▸ **EXERCISE 1**:
Repeat the stretch of the records from their start through the line containing "positive clicks: (174, 183)", both ends included, and leave the pictures out of your answer.

▸ **TEXT FOR ANALYSIS**:
United States District Court, E.D. Virginia, Alexandria Division
May 2, 2008
1:07cv1192 (LMB/TCB) (E.D. Va. May. 2, 2008)

Opinion

1:07cv1192 (LMB/TCB).

May 2, 2008


MEMORANDUM OPINION


Rodney Jones, Jr., a Virginia inmate proceeding pro se, has filed this petition for a writ of habeas corpus, pursuant to 28 U.S.C. § 2254, challenging his conviction in the Circuit Court for the County of Henrico, Virginia for grand larceny. On February 28, 2008, respondent filed a Rule 5 Answer, Motion to Dismiss the petition, brief in support of that Motion and Notice, pursuant to Local Civil Rule 7(K). Petitioner was given the opportunity to file responsive materials, pursuant to Roseboro v. Garrison, 528 F.2d 309 (4th Cir. 1975), but he has not filed a response. For the reasons that follow, the instant petition will be dismissed.

I.

On March 24, 2005, following a bench trial in the Circuit Court for the County of Henrico, Virginia, petitioner was convicted of one count of grand larceny, in violation of Va. Code § 18.2-95.See Sentencing Order dated Apr. 21, 2005. Petitioner was sentenced on April 21, 2005 to ten years imprisonment with seven years suspended. Id. Petitioner appealed his conviction to the Court of Appeals of Virginia, challenging the sufficiency of the evidence. Pet. For Appeal dated Aug. 22, 2005. On November 22, 2005, a single judge of that court refused the petition for appeal. Jones v. Commonwealth, R. No. 1049-05-2, slip op. (Va.Ct.App. Nov. 22, 2005). Petitioner sought reconsideration, and by Order dated January 23, 2006, a three-judge panel of the Court of Appeals of Virginia refused the petition for appeal. Jones v. Commonwealth, R. No. 1049-05-2, slip op. (Va.Ct.App. Jan. 23, 2006). Petitioner appealed to the Supreme Court of Virginia, challenging the sufficiency of the evidence. The Supreme Court of Virginia refused the petition for appeal on July 5, 2006. Jones v. Commonwealth, R. No 060352, slip op. (Va. Jul. 5, 2006).

▸ **PROVIDED DATA**:
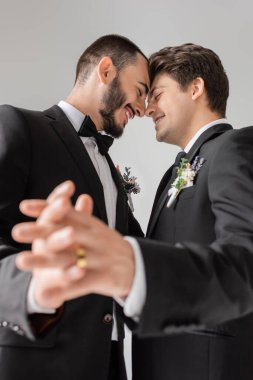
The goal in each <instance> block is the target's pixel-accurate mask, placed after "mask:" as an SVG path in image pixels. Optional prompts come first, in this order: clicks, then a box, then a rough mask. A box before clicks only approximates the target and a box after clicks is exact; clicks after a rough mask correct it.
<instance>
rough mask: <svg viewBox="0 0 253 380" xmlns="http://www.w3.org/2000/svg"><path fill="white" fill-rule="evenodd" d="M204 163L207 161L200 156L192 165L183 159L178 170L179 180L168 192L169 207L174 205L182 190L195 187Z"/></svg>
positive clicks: (174, 183)
mask: <svg viewBox="0 0 253 380" xmlns="http://www.w3.org/2000/svg"><path fill="white" fill-rule="evenodd" d="M204 162H205V159H204V158H203V157H200V156H196V157H195V159H194V161H193V163H192V164H190V163H189V161H188V160H187V159H186V158H181V160H180V164H179V168H178V170H177V178H176V179H175V181H174V182H173V183H172V185H171V188H170V189H169V191H168V195H169V197H170V198H169V200H168V203H167V207H170V206H171V205H172V203H173V202H174V200H175V199H176V198H177V196H178V194H179V193H180V191H181V190H183V189H186V188H187V187H190V186H193V181H194V179H195V177H196V175H197V173H198V171H199V169H200V168H201V166H202V165H203V164H204Z"/></svg>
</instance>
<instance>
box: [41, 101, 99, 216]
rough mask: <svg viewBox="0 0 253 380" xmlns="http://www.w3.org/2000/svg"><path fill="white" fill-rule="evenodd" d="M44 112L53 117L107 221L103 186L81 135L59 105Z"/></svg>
mask: <svg viewBox="0 0 253 380" xmlns="http://www.w3.org/2000/svg"><path fill="white" fill-rule="evenodd" d="M44 113H45V114H46V115H48V116H49V117H50V118H51V119H52V121H51V125H52V127H53V128H54V130H55V132H56V133H57V135H58V136H59V138H60V139H61V140H62V142H63V143H64V144H65V146H66V149H67V150H68V152H69V153H70V155H71V156H72V158H73V160H74V162H75V164H76V166H77V167H78V168H79V170H80V173H81V175H82V177H83V179H84V181H85V184H87V185H88V187H89V188H90V195H91V196H92V198H93V200H94V204H95V206H96V207H97V209H98V211H99V213H100V216H101V219H102V220H104V221H105V222H107V214H106V208H105V200H104V192H103V186H102V184H101V181H100V179H99V177H98V174H97V172H96V169H95V168H94V166H93V163H92V161H91V159H90V157H89V155H88V153H87V151H86V149H85V147H84V145H83V143H82V141H81V139H80V137H79V136H78V134H77V133H76V131H75V129H74V127H73V126H72V124H71V123H70V121H69V120H68V118H67V117H66V115H65V114H64V112H63V111H62V110H61V109H60V108H59V107H58V106H54V107H52V108H50V109H49V110H47V111H44Z"/></svg>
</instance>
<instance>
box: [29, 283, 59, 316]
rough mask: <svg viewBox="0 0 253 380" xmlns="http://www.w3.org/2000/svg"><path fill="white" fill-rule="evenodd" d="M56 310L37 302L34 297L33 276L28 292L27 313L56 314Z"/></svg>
mask: <svg viewBox="0 0 253 380" xmlns="http://www.w3.org/2000/svg"><path fill="white" fill-rule="evenodd" d="M55 312H56V310H55V309H47V308H44V307H40V306H39V305H38V304H37V302H36V301H35V298H34V280H33V278H32V280H31V282H30V285H29V288H28V292H27V313H28V314H33V313H42V314H54V313H55Z"/></svg>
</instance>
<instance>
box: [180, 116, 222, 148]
mask: <svg viewBox="0 0 253 380" xmlns="http://www.w3.org/2000/svg"><path fill="white" fill-rule="evenodd" d="M217 124H229V123H228V121H227V119H225V118H223V119H217V120H214V121H212V122H211V123H208V124H206V125H204V126H203V127H202V128H200V129H199V130H198V132H197V133H195V135H194V136H193V138H192V139H191V140H190V141H189V142H188V144H187V145H186V147H185V148H184V151H185V153H188V152H189V151H190V149H191V147H192V146H193V144H194V143H195V142H196V141H197V139H198V138H199V136H201V135H202V133H203V132H205V131H206V130H207V129H209V128H211V127H213V126H214V125H217Z"/></svg>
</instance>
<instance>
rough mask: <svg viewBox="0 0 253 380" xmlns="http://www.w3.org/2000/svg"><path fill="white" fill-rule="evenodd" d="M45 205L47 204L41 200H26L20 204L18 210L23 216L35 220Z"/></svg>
mask: <svg viewBox="0 0 253 380" xmlns="http://www.w3.org/2000/svg"><path fill="white" fill-rule="evenodd" d="M46 205H47V202H46V201H45V200H43V199H26V200H24V201H22V202H21V203H20V205H19V209H20V211H21V212H22V213H23V214H24V215H27V216H31V217H33V218H37V217H38V216H39V215H40V214H41V212H42V210H43V209H44V208H45V207H46Z"/></svg>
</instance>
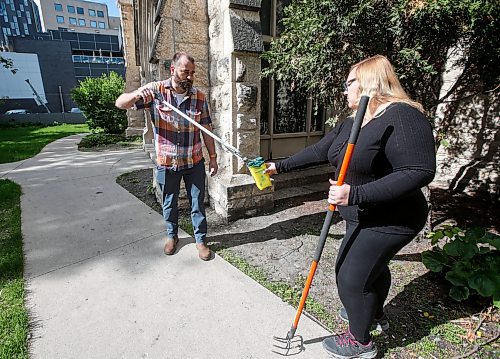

▸ **EXERCISE 2**:
From the court opinion above, duplicate the stretch from "Rodney Jones, Jr., a" through "will be dismissed." word for word.

▸ **WRITTEN ANSWER 1**:
The goal in each <instance> block is the target's pixel-accurate mask, placed after "mask:" as an SVG path in image pixels. Optional prompts come first, in this order: clicks, then a box, then a rough mask. A box before clicks only approximates the target and a box after clicks is exact; clicks after a rough mask correct it.
<instance>
rough mask: <svg viewBox="0 0 253 380" xmlns="http://www.w3.org/2000/svg"><path fill="white" fill-rule="evenodd" d="M204 163L207 161L200 156L192 165L183 159L178 170L179 180L168 192L169 207L174 205L182 190L195 187Z"/></svg>
positive clicks: (174, 183)

▸ **WRITTEN ANSWER 2**:
Rodney Jones, Jr., a Virginia inmate proceeding pro se, has filed this petition for a writ of habeas corpus, pursuant to 28 U.S.C. § 2254, challenging his conviction in the Circuit Court for the County of Henrico, Virginia for grand larceny. On February 28, 2008, respondent filed a Rule 5 Answer, Motion to Dismiss the petition, brief in support of that Motion and Notice, pursuant to Local Civil Rule 7(K). Petitioner was given the opportunity to file responsive materials, pursuant to Roseboro v. Garrison, 528 F.2d 309 (4th Cir. 1975), but he has not filed a response. For the reasons that follow, the instant petition will be dismissed.